**DIRECTIONS**
Rewrite every line of the records below, substituting "occurrence" for each occurrence of "instance" and keeping all other text unchanged.

**SOURCE DATA**
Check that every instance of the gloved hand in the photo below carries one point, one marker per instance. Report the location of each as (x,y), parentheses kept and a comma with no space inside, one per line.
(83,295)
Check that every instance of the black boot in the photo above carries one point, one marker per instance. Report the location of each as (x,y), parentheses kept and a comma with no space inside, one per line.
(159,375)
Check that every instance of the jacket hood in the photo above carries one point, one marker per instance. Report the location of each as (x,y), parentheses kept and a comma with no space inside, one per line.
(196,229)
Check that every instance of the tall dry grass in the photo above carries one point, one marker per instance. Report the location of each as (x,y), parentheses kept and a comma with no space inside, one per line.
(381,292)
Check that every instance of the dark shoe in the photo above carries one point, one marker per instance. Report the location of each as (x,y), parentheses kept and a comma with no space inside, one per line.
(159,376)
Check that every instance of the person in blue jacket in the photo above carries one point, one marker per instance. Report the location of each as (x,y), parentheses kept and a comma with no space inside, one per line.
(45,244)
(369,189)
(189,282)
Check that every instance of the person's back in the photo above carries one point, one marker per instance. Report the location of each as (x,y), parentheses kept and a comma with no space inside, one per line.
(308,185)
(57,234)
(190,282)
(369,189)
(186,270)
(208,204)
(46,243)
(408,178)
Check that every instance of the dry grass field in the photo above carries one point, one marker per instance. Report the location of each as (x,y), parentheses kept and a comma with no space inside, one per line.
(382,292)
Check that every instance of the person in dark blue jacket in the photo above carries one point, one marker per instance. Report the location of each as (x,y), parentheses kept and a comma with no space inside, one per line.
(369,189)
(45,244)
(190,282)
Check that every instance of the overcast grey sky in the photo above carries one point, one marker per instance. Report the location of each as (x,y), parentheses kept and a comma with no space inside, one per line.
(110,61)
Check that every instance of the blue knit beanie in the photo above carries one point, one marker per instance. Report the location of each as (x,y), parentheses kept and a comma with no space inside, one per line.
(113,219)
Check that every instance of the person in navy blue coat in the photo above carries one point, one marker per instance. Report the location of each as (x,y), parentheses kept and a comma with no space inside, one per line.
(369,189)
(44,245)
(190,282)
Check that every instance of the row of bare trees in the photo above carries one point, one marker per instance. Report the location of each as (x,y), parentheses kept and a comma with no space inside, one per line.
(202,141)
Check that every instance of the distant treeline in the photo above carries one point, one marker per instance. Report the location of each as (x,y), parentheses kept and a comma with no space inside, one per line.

**EXERCISE RESULT**
Check that every occurrence of the gloved hand in the photo below carries one point, one marker per occurrence. Report the location of each as (x,y), parentheses kept and a comma with no space inside, one per line.
(83,295)
Check that every occurrence of the black boot in the photo above carries one point, one marker per occurrence. Report the location of each as (x,y), parentheses kept and a comma with no space inside, one per line.
(159,375)
Check that every occurrence of the jacket hood in the photo above carries one point, one marker per occurrence. Report the location of each as (x,y), parentheses kept and a comma with no space inside, one per line.
(196,229)
Check that every occurrence of the tall dry grass in the photo above carries one point, one marker per occurrence. Report the location of each as (x,y), parentheses kept and a comma with no space inside, one per line.
(381,292)
Check that every occurrence of the dark shoe in the photo above carries one point, one marker per occurrence. Report the location of each as (x,y), parentheses kept and a comma with no space inside, one per line.
(159,376)
Check that every occurrence of the person in blue jacket in the photo above carries one point, one marker per occurrence. Report the location of each as (x,y), parentheses kept and a comma with no space inside, one per line.
(45,244)
(369,189)
(189,282)
Check that every occurrence of the person's back in the photo above carries one point, one marker per occurrence. Report the location of each as (x,y), parentheses kept and a comma with no space inside, one per line.
(308,185)
(57,234)
(190,282)
(369,189)
(186,270)
(208,204)
(46,243)
(408,178)
Check that every occurrence of the dry grass field in the photo above carries one point, one marker per occurrence. Report the location of each as (x,y), parentheses kept and a comma with no space inside, one per line.
(382,292)
Check that every occurrence of the person in dark blue jacket in the photo above carries one point, one marker per occurrence. Report the location of each as (x,y), parentheses kept and a comma with no space inside, one per line.
(369,189)
(45,244)
(190,282)
Check that every occurrence of the overcast grey sky in the photo above carries one point, one marker per occurrence. Report the location of each as (x,y), parentheses kept and a comma with no space inside, one per line.
(110,61)
Check that every occurrence of the blue knit beanie in the photo above carries one point, one marker per occurrence. Report the location of each as (x,y), parentheses kept and a comma with no space inside, one per line.
(113,219)
Check that every occurrence of the person in navy blue coat in the photo above carries one point, one marker per occurrence. Report the location of each as (x,y), parentheses kept and a comma with no space inside, one per line.
(369,189)
(44,245)
(190,282)
Check that every occurrence of the row of bare trees in the photo above carries one point, one marker per occurrence. Report the location of each as (x,y), parentheses kept and a comma with no space inside, one per line.
(202,141)
Check that every occurrence of the distant treeline in the photo above carries one point, one marker per occurrence. Report the location of each as (x,y), parentheses kept and a comma with no space inside, one per line.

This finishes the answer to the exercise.